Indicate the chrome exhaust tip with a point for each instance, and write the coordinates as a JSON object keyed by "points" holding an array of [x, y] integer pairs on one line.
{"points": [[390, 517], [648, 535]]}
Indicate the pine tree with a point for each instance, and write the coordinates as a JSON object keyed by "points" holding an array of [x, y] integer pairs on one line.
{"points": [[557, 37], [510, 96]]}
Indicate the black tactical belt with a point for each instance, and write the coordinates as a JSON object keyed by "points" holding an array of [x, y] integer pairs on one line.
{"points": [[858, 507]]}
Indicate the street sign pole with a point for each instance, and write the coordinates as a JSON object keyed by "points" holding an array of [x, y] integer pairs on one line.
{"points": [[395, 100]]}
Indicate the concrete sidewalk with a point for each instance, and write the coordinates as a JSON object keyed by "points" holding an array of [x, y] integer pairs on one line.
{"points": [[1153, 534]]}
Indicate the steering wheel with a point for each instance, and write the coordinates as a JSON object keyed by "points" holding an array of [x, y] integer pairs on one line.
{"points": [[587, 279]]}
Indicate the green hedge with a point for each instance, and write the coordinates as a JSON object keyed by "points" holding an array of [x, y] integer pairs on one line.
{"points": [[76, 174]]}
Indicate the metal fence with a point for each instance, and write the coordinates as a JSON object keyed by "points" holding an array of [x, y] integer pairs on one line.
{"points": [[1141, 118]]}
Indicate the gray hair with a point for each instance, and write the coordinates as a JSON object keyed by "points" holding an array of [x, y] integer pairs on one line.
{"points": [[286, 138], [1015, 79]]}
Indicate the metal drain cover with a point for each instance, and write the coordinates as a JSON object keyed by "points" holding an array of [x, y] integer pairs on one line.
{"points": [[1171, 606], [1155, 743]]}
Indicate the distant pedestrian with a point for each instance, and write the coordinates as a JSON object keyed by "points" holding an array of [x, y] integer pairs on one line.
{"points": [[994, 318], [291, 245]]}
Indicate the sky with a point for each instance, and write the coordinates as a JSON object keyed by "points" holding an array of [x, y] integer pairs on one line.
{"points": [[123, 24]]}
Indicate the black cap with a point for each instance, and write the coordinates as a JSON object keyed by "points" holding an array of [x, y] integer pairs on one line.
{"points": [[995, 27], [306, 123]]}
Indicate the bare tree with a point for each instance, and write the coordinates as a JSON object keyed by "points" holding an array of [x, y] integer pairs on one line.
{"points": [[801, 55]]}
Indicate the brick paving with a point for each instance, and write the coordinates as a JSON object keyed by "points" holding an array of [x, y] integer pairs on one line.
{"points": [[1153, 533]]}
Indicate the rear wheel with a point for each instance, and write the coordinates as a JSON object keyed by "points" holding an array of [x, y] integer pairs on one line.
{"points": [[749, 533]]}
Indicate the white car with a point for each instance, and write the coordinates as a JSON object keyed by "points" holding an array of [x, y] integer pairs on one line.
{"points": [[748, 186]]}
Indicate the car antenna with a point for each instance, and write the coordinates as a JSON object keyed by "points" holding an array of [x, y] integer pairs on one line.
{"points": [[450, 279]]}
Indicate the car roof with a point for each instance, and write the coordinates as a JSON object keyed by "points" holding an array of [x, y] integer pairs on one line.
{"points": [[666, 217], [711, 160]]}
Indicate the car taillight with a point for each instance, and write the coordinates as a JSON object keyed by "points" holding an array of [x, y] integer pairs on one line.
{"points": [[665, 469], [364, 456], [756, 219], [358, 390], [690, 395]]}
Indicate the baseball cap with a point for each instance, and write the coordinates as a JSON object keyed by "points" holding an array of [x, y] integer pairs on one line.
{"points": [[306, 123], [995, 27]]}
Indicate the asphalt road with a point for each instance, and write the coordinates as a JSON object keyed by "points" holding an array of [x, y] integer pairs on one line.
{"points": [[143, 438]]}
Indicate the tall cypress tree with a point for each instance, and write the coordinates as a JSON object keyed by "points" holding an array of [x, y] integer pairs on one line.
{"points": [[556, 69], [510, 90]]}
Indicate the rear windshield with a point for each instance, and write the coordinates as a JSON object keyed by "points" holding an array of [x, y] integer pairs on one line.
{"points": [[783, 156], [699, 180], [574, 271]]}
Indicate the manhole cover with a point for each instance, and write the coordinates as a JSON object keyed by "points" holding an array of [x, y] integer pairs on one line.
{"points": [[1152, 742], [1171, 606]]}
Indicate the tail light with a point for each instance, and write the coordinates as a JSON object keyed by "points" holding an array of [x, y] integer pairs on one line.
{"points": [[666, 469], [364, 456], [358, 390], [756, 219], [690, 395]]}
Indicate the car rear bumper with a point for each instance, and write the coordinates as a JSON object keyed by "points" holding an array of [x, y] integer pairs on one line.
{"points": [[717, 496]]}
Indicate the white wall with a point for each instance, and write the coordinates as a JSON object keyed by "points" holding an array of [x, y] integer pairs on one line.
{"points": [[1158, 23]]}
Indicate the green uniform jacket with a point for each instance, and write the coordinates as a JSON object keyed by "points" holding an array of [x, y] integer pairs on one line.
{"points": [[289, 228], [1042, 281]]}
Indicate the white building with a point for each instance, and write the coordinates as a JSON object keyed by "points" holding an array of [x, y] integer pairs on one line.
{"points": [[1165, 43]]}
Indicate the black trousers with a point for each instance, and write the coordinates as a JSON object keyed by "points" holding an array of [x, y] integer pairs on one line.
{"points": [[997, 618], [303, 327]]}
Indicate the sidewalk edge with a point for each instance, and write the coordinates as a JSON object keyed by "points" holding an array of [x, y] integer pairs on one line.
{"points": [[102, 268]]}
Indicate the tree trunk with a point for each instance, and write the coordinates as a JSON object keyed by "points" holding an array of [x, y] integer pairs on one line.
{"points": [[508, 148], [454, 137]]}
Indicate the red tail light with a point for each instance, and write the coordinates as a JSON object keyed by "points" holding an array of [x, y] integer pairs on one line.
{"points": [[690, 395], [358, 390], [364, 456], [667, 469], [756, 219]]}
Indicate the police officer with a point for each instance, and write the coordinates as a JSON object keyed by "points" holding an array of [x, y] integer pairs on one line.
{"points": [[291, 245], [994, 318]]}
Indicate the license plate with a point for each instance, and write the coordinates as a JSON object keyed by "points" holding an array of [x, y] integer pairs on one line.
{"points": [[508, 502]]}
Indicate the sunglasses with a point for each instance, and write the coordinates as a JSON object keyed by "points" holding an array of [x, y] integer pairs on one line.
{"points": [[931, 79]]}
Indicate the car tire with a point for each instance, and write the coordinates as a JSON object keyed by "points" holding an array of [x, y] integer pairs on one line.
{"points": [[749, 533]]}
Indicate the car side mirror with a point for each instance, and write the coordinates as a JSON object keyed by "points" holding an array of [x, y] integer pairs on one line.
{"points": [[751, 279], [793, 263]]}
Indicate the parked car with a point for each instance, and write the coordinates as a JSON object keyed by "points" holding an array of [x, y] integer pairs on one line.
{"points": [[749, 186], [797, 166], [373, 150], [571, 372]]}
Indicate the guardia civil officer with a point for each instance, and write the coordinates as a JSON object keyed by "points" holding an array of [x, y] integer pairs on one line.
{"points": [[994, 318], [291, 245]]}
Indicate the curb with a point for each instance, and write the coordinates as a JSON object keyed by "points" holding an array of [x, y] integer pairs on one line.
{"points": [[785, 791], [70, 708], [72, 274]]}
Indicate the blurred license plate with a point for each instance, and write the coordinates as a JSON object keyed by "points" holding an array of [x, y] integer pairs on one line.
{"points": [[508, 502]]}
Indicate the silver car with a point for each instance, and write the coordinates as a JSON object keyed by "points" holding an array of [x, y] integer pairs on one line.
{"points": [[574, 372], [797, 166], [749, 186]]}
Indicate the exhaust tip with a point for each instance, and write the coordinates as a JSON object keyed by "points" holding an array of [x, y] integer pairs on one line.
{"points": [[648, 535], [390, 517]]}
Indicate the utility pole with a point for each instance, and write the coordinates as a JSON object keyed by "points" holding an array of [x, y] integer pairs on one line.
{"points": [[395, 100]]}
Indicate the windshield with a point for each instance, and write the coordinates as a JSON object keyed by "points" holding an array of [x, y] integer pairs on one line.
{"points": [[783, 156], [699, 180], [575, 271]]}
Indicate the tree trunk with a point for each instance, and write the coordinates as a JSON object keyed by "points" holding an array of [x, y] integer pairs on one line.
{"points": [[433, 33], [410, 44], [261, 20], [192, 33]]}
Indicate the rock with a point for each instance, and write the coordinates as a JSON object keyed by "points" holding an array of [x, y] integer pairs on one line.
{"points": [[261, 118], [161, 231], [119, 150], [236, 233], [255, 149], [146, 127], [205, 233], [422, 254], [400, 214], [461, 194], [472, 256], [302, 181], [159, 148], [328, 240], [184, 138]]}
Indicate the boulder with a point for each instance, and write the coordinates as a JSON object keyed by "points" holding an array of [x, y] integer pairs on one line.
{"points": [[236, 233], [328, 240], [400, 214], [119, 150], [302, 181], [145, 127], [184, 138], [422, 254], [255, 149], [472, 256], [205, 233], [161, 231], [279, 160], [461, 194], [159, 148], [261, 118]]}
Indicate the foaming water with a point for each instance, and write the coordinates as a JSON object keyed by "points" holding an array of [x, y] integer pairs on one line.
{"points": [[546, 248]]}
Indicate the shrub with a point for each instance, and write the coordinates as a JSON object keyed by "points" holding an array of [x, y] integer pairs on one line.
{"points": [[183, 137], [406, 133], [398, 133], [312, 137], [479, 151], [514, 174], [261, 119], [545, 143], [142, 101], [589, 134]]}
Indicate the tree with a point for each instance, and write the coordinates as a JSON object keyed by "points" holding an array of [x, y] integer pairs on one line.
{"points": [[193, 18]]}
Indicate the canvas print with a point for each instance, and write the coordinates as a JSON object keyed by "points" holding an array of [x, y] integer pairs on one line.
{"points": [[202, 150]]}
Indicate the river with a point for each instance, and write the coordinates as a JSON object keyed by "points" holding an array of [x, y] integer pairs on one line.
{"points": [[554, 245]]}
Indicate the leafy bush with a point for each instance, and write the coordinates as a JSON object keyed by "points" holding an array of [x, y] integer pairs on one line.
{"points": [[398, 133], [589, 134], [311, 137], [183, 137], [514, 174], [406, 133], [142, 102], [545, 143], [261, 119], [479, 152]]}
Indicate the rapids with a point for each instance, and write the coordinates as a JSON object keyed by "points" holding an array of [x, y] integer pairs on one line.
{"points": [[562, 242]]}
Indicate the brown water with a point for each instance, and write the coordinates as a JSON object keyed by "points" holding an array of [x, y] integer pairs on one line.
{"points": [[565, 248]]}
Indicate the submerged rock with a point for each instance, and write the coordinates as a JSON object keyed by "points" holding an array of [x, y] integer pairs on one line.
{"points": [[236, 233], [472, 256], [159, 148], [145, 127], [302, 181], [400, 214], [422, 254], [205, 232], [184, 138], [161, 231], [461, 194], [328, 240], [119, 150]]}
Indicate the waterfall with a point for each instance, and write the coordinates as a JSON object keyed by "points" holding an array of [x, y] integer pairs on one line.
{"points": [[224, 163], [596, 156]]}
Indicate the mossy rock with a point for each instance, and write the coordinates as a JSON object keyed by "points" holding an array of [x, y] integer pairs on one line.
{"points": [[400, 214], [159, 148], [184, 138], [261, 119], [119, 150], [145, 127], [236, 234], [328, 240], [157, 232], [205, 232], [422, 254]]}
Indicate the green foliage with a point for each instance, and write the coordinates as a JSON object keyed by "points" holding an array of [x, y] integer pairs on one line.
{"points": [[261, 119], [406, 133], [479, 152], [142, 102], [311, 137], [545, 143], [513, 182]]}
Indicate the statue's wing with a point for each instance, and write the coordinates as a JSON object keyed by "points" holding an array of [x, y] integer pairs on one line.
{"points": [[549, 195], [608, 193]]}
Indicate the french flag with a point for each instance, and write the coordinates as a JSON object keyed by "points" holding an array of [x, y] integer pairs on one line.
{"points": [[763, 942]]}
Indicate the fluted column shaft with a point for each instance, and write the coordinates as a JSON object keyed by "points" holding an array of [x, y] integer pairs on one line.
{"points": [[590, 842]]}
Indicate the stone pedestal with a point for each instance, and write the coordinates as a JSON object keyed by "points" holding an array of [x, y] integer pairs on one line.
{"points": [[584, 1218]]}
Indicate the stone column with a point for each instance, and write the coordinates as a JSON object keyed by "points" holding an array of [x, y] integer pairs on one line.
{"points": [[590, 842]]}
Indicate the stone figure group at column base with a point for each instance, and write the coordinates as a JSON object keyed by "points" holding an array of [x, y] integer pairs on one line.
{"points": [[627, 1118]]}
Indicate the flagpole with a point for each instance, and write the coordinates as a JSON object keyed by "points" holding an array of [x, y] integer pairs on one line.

------

Starting with the line that holds "Indicate the stone column", copy every line through the end of the data above. Reproduce them exactly, with no other material.

Indicate the stone column with a point for each instance, and write the coordinates as a JSON object keyed by "points" holding an array of [x, y] integer pairs on one line.
{"points": [[590, 842]]}
Indicate the stone figure group at column base with a point for each instance, and write the coordinates as a JSON object keyed by "points" holding an array of [x, y] integer pairs on one line.
{"points": [[627, 1118]]}
Indicate the flagpole with a point for each instance, and write the coordinates as a JSON object keyed by "points" holding an array of [x, y] integer pairs on one line.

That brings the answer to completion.